* **EXERCISE DIRECTIONS**
What you return has to match the listing below line for line.

* **DATASET EXCERPTS**
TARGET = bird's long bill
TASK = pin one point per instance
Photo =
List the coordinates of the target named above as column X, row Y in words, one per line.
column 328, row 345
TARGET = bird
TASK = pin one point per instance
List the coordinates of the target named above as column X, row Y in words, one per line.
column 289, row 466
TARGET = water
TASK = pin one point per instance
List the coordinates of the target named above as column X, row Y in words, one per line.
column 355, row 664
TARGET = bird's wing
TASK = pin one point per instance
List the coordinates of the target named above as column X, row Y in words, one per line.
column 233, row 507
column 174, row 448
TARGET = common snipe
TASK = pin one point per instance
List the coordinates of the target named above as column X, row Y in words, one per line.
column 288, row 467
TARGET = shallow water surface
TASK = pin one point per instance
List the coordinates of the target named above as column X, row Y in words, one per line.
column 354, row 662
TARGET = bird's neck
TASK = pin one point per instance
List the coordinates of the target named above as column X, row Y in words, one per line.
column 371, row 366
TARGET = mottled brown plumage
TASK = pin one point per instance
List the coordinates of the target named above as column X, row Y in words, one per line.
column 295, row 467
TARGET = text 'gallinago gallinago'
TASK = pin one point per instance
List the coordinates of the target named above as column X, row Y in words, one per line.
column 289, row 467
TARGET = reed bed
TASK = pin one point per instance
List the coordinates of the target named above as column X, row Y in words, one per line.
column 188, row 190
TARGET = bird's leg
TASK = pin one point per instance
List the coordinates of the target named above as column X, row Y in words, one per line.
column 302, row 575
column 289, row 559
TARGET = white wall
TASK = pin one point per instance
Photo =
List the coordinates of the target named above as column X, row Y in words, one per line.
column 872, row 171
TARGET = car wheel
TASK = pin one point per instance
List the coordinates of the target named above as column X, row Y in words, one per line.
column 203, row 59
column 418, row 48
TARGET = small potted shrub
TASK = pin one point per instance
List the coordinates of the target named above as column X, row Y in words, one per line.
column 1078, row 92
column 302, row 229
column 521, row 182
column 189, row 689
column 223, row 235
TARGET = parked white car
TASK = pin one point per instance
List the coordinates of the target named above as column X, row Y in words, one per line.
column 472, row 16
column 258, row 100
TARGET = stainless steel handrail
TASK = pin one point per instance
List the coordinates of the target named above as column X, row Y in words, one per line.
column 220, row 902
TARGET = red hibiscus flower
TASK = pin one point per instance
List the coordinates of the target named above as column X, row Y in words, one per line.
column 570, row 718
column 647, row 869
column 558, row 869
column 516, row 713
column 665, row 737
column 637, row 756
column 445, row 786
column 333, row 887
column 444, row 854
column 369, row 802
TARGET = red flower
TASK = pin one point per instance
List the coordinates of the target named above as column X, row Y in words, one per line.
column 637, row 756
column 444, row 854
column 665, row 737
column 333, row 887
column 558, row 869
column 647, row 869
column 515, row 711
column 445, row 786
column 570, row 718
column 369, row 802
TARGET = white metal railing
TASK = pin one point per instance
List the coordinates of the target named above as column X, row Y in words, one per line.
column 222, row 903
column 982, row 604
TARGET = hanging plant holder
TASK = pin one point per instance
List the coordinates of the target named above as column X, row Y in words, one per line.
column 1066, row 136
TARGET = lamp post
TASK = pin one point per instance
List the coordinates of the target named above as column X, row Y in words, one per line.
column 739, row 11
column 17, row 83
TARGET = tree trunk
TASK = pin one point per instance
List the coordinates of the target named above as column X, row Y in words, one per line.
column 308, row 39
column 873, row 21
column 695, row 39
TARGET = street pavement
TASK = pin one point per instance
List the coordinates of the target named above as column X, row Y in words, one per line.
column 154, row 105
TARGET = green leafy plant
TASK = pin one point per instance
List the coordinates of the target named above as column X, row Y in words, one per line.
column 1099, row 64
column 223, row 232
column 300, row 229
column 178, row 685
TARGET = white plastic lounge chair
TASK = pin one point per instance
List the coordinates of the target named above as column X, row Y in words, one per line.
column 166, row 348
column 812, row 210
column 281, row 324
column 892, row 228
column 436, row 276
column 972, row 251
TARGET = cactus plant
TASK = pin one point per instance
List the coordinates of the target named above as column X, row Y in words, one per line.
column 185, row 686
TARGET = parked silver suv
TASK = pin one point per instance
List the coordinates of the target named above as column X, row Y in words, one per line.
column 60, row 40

* **RESPONSE TO THIS EXERCISE**
TARGET = bird's long bill
TASK = pin one point per instance
Photo =
List the coordinates of the target named above as column X, row Y in words, one per line.
column 328, row 345
TARGET = bird
TASK = pin one point per instance
List the coordinates of the target named above as column X, row Y in words, one per line.
column 289, row 466
TARGET = water
TASK = pin one point per instance
List the coordinates of the target named above as column X, row Y in words, one per line.
column 355, row 664
TARGET = bird's wing
TASK = pin one point per instance
List the coordinates of the target named above as column X, row Y in words, one per line.
column 233, row 507
column 174, row 448
TARGET = common snipe
TASK = pin one point per instance
List the coordinates of the target named above as column X, row Y in words, one per line.
column 288, row 467
TARGET = shallow water surface
TASK = pin one point per instance
List the coordinates of the target named above as column X, row Y in words, one per line.
column 354, row 662
TARGET = bird's neck
TASK = pin one point per instance
List the coordinates of the target named above as column X, row Y in words, one per line.
column 371, row 366
TARGET = mottled brown plumage
TASK = pin one point per instance
List the coordinates of the target named above as column X, row Y in words, one per line.
column 295, row 467
TARGET = text 'gallinago gallinago'
TASK = pin one point per instance
List the coordinates of the target named above as column X, row Y in words, one per line.
column 289, row 467
TARGET = reed bed
TASK = pin one point per instance
List the coordinates of the target named above as column X, row Y in words, one per line.
column 188, row 190
TARGET = bird's leg
TASK = pin one point per instance
List the coordinates of the target named above as column X, row Y in words, one per line.
column 302, row 575
column 289, row 559
TARGET = white wall
TASK = pin one point per instance
Photo =
List the coordinates of the target named above as column X, row Y in words, one per line.
column 872, row 171
TARGET = car wheel
TASK = pin one point per instance
List the coordinates of the target named above as column X, row Y in words, one per line.
column 203, row 59
column 418, row 48
TARGET = small potted shrub
TASK = pin one point per instance
List the coordinates of the target named above as column X, row Y in words, one per line.
column 1078, row 92
column 302, row 229
column 521, row 182
column 189, row 689
column 223, row 235
TARGET = parked white car
TASK = pin one point per instance
List the coordinates of the target named above as column X, row Y in words, one per line.
column 472, row 16
column 258, row 100
TARGET = stainless steel handrail
TASK = pin one point per instance
List the coordinates of the target named above as column X, row Y in words, one per line.
column 220, row 902
TARGET = red hibiscus flower
TASK = pin one point per instance
List the coordinates of the target named above as column X, row Y in words, one per line.
column 570, row 718
column 647, row 869
column 558, row 869
column 516, row 713
column 665, row 737
column 637, row 756
column 445, row 786
column 333, row 887
column 444, row 854
column 369, row 802
TARGET = red flower
TASK = pin one point per instance
List the coordinates of the target named above as column X, row Y in words, one per line.
column 637, row 756
column 444, row 854
column 665, row 737
column 333, row 887
column 558, row 869
column 647, row 869
column 515, row 711
column 445, row 786
column 570, row 718
column 369, row 802
TARGET = white metal railing
TASK = pin one point per instance
List the coordinates of the target named above as column X, row Y in words, one per line.
column 222, row 903
column 982, row 604
TARGET = hanging plant holder
TASK = pin one point per instance
List the coordinates of the target named above as column X, row Y in words, one per line.
column 1066, row 136
TARGET = lamp post
TASK = pin one point per instance
List the coordinates of the target named above as column X, row Y in words, one per line.
column 739, row 11
column 17, row 83
TARGET = tree trunk
TASK = pin one point per instance
List the coordinates of the target named above as column X, row Y in words, one per line.
column 308, row 39
column 873, row 21
column 695, row 39
TARGET = street pavement
TASK = pin one point per instance
List the coordinates of the target named above as column X, row Y in words, one per line.
column 154, row 105
TARGET = green leafy plant
TASK = pin one point per instance
List the coordinates of the target named above as column X, row Y in words, one per line.
column 1099, row 64
column 223, row 232
column 300, row 229
column 178, row 685
TARGET = white plastic lounge chair
TASK = pin one point per instance
List the coordinates of the target named above as column X, row Y in words, one per line.
column 166, row 348
column 812, row 210
column 281, row 324
column 892, row 228
column 436, row 276
column 972, row 251
TARGET = cactus plant
TASK = pin one point per instance
List the coordinates of the target named above as column X, row Y in words, one per line.
column 185, row 686
TARGET = parked silver suv
TASK = pin one point per instance
List the coordinates of the target named above as column X, row Y in words, one per line.
column 60, row 40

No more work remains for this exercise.